• Work request
Nothing outside the range below should be printed. Output exactly the lines from the line with "For every instance of the door, mark" to the line with "[[103, 33], [101, 19], [32, 75]]", both included.
── Dataset ──
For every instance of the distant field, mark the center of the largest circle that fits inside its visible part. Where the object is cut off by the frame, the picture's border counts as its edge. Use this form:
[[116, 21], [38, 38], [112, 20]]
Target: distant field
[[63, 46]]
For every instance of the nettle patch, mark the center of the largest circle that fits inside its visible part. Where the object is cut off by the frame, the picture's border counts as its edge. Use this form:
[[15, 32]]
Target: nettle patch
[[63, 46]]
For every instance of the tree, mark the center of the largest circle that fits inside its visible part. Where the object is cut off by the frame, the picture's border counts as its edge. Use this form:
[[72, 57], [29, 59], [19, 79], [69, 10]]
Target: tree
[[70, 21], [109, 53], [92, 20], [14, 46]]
───
── Dataset ──
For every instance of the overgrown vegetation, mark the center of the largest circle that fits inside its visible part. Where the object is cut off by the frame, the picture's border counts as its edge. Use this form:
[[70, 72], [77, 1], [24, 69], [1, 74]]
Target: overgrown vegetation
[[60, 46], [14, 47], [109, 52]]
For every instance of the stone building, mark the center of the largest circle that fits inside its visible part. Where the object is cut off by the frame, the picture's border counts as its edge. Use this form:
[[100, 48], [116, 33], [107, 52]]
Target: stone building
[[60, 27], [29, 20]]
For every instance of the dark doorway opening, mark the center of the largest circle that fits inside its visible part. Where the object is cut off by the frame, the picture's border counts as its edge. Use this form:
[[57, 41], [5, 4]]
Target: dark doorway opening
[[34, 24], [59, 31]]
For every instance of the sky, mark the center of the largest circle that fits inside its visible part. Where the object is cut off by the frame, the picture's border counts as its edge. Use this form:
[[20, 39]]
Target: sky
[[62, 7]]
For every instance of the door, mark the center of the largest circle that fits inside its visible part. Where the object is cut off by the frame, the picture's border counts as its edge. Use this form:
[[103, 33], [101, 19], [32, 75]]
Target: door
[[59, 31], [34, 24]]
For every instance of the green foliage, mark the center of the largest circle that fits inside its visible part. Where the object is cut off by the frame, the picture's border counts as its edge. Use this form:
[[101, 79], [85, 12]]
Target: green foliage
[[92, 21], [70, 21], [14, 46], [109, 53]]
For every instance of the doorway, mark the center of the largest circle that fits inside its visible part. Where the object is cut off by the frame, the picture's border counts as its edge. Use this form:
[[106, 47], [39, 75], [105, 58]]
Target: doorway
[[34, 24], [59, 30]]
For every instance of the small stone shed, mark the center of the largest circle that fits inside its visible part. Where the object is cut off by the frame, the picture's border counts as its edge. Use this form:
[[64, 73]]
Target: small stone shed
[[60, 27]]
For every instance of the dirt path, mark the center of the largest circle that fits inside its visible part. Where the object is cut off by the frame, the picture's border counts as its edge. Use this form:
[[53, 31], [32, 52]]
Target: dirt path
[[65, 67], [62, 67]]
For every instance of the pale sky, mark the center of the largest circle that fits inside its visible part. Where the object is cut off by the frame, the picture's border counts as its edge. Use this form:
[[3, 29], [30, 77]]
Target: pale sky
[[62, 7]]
───
• Written reply
For every instance of the door, mark the center of the largest circle that fits inside its visible part. Where the object is cut off by the frame, the picture's border counts as its edge. Use this form:
[[103, 33], [101, 19], [32, 75]]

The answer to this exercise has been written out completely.